=== Page ===
Per aggregate scheduling weights for nova-scheduler

So we (well, Risto) ended up writing this.

from oslo.config import cfg

from nova.i18n import _LW
from nova.scheduler import weights
from nova.scheduler.filters import utils
from nova.openstack.common import log as logging

ram_weight_opts = [
        cfg.FloatOpt('ram_weight_multiplier',
                     default=1.0,
                     help='Multiplier used for weighing ram.  Negative '
                          'numbers mean to stack vs spread.'),
]

CONF = cfg.CONF
CONF.register_opts(ram_weight_opts)

LOG = logging.getLogger(__name__)

class AggregateRAMWeigher(weights.BaseHostWeigher):
    def weight_multiplier(self):
        return 2*CONF.ram_weight_multiplier

    def _weigh_object(self, host_state, weight_properties):
        aggregate_vals = utils.aggregate_values_from_db(
            weight_properties['context'],
            host_state.host,
            'pack_instances')

        if len(aggregate_vals) > 0:
            try:
                default_pack_instances = True if CONF.ram_weight_multiplier < 0 else False
                pack_instances = min(map(lambda val: {"true": True, "false": False}.get(val.lower()), aggregate_vals))
=== Information given ===
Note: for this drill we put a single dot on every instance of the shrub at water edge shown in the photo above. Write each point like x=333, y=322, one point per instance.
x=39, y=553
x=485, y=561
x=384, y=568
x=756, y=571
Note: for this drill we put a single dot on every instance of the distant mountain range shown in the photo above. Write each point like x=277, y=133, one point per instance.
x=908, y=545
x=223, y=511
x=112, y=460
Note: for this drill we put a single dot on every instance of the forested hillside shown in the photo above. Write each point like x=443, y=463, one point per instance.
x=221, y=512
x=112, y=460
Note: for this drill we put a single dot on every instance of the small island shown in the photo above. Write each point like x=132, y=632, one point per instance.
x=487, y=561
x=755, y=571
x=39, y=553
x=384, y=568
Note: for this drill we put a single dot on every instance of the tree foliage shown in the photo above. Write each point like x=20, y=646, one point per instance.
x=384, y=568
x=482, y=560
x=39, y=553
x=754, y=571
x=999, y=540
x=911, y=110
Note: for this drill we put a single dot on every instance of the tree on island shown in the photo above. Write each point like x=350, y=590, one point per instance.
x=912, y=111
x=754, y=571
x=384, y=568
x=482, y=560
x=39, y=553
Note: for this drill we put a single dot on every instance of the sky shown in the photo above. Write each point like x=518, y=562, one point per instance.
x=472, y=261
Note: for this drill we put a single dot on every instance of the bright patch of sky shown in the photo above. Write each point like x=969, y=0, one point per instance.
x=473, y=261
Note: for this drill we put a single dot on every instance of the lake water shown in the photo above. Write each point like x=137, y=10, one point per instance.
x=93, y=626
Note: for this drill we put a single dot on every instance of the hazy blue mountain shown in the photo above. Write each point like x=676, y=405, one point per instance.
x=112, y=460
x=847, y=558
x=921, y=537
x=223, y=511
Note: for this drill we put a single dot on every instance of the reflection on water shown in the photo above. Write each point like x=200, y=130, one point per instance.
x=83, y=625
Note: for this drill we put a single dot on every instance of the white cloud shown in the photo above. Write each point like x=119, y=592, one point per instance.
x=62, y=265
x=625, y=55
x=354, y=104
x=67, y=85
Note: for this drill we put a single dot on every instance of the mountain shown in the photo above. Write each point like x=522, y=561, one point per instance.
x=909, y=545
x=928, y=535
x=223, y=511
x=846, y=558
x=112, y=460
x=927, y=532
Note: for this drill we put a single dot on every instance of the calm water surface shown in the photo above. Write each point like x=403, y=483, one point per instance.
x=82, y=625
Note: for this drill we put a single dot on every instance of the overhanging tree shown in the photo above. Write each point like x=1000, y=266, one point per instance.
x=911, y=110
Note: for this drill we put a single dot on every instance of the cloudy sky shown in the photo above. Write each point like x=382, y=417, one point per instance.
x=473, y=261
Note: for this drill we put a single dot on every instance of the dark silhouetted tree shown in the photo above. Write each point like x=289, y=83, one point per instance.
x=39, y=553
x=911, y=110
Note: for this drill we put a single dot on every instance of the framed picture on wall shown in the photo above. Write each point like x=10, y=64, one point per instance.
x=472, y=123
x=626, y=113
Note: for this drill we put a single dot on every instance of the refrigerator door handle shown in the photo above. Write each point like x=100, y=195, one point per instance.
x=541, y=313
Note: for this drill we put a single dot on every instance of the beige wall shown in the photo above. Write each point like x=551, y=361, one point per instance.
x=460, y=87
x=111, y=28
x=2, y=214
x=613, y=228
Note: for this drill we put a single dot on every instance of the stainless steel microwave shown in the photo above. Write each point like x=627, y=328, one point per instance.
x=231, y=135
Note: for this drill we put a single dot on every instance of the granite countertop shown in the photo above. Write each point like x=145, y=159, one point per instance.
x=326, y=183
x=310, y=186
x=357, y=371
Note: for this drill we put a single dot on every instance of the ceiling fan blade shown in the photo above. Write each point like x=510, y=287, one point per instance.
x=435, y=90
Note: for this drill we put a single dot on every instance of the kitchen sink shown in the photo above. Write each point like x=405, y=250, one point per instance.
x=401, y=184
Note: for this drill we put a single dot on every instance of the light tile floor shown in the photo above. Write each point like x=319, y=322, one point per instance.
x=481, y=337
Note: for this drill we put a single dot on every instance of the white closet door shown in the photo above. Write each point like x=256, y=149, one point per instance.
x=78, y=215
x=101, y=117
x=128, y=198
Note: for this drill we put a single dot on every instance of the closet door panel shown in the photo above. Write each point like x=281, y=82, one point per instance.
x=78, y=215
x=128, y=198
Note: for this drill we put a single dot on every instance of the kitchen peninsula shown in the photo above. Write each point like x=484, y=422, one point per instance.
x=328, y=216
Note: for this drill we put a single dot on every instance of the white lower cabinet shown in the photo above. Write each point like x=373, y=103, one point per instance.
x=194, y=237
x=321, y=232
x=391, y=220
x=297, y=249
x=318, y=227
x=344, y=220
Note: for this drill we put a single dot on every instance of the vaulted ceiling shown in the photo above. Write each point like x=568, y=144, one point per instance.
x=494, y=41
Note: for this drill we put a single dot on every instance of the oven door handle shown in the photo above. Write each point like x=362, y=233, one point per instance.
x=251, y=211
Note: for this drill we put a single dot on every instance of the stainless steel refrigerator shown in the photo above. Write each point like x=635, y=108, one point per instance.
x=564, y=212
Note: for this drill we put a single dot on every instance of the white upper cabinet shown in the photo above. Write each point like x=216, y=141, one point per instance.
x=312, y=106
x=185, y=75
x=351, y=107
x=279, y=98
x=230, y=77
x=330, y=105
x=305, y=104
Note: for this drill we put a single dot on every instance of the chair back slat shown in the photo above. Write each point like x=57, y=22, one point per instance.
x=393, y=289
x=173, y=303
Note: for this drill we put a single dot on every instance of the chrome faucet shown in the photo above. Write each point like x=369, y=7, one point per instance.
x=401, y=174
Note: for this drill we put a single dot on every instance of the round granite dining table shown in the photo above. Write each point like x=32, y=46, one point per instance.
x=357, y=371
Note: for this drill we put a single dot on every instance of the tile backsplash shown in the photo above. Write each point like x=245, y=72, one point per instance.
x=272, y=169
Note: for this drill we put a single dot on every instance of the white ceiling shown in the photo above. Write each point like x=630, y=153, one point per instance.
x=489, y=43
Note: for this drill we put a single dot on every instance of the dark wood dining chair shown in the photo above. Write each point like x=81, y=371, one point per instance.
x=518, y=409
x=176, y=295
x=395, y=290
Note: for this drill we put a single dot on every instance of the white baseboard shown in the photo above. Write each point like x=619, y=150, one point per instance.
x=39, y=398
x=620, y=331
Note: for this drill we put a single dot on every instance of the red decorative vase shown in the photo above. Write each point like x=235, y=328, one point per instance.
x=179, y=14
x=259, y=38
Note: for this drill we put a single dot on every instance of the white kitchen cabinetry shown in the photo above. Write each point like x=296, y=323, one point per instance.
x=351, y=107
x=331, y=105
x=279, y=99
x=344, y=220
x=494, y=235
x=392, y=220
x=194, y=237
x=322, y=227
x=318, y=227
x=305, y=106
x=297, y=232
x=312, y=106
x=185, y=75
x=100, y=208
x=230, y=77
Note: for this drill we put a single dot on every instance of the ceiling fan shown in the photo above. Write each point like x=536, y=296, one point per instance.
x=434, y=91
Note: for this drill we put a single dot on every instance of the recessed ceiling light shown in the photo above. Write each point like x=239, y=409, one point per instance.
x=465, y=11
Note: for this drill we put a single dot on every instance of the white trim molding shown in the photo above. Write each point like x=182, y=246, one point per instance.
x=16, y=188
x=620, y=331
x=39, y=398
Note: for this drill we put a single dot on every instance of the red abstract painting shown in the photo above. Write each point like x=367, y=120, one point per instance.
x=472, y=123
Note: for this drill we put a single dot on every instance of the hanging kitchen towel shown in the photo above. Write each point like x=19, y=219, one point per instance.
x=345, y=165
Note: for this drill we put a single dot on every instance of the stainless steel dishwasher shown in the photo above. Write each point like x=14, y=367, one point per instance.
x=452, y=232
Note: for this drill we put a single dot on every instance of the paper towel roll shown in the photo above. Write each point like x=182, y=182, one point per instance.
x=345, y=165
===
§ **Exercise requirements**:
1. In the page on per-aggregate scheduling weights for nova-scheduler, shorten the paragraph beginning "So we (well, Risto)" while keeping its main fact.
2. Extend the page on per-aggregate scheduling weights for nova-scheduler, picking up right after its final line.

§ **Answers given**:
1. Risto ended up writing this.

2.
            except ValueError as e:
                LOG.warning(_LW("Could not decode ram_weight_multiplier: '%s'"), e)
                return 0
        else:
            return 0

        if default_pack_instances == pack_instances:
            return 0
        else:
            return -1.0 * host_state.free_ram_mb

A single new weigher that you drop into

/usr/lib/python2.7/site-packages/nova/scheduler/weights/

With the default config, this gets used by nova-scheduler automatically after a restart.

What it does

This is a bit hacky (after long discussions), since we don't want to touch the scheduler code itself if we can help it.

First of all for the weight, we return 2 * configured weight in weight_multiplier. This is so that we can (if necessary) revert the decision from RAMWeigher.

Then comes the interesting part in weigh_object. This code should actually be in weight_multiplier, but that function doesn't have all the necessary info available (weight_properties).

in weigh_object we check if the host aggregate(s) have a scheduling policy set (defaults to spread if they conflict). If so we check if it's the same as the nova.conf configured policy. If it's not set, or the same as nova.conf, we just return 0, which means this is ignored.

If the policy differs from the default, we return
free ram amount * -1
Since the multiplier is 2 * ram_weight_multiplier, we basically revert the spread/pack decision, and keep the values correct in case you have other weighers too.

How to use it

So, how do you actually use this? At your own risk!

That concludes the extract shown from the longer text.